INSTRUCTIONS FOR THE TASK:
Return the full article on Meta's AI chatbot guidelines below, word for word.

:: DOCUMENT EXTRACT ::

- A leaked Meta document revealed that the company’s AI chatbot guidelines once permitted inappropriate responses
- Meta confirmed the document’s authenticity and has since removed some of the most troubling sections
- Among calls for investigations is the question of how successful AI moderation can be
Meta’s internal standards for its AI chatbots were meant to stay internal, and after they somehow made their way to Reuters, it's easy to understand why the tech giant wouldn't want the world to see them. Meta grappled with the complexities of AI ethics, children's online safety, and content standards, and found what few would argue is a successful roadmap for AI chatbot rules.
Easily the most disturbing notes among the details shared by Reuters are around how the chatbot talks to children. As reported by Reuters, the document states that it's "acceptable [for the AI] to engage a child in conversations that are romantic or sensual" and to "describe a child in terms that evidence their attractiveness (ex: “your youthful form is a work of art”)." Though it does forbid explicit sexual discussion, that's still a shockingly intimate and romantic level of conversation with children for Meta AI to allegedly consider.

:::
:: SOURCE MATERIAL ::

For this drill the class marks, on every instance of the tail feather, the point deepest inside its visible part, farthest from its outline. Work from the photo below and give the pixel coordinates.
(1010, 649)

:::

SOLUTION TO THE PROBLEM:
- A leaked Meta document revealed that the company’s AI chatbot guidelines once permitted inappropriate responses
- Meta confirmed the document’s authenticity and has since removed some of the most troubling sections
- Among calls for investigations is the question of how successful AI moderation can be
Meta’s internal standards for its AI chatbots were meant to stay internal, and after they somehow made their way to Reuters, it's easy to understand why the tech giant wouldn't want the world to see them. Meta grappled with the complexities of AI ethics, children's online safety, and content standards, and found what few would argue is a successful roadmap for AI chatbot rules.
Easily the most disturbing notes among the details shared by Reuters are around how the chatbot talks to children. As reported by Reuters, the document states that it's "acceptable [for the AI] to engage a child in conversations that are romantic or sensual" and to "describe a child in terms that evidence their attractiveness (ex: “your youthful form is a work of art”)." Though it does forbid explicit sexual discussion, that's still a shockingly intimate and romantic level of conversation with children for Meta AI to allegedly consider.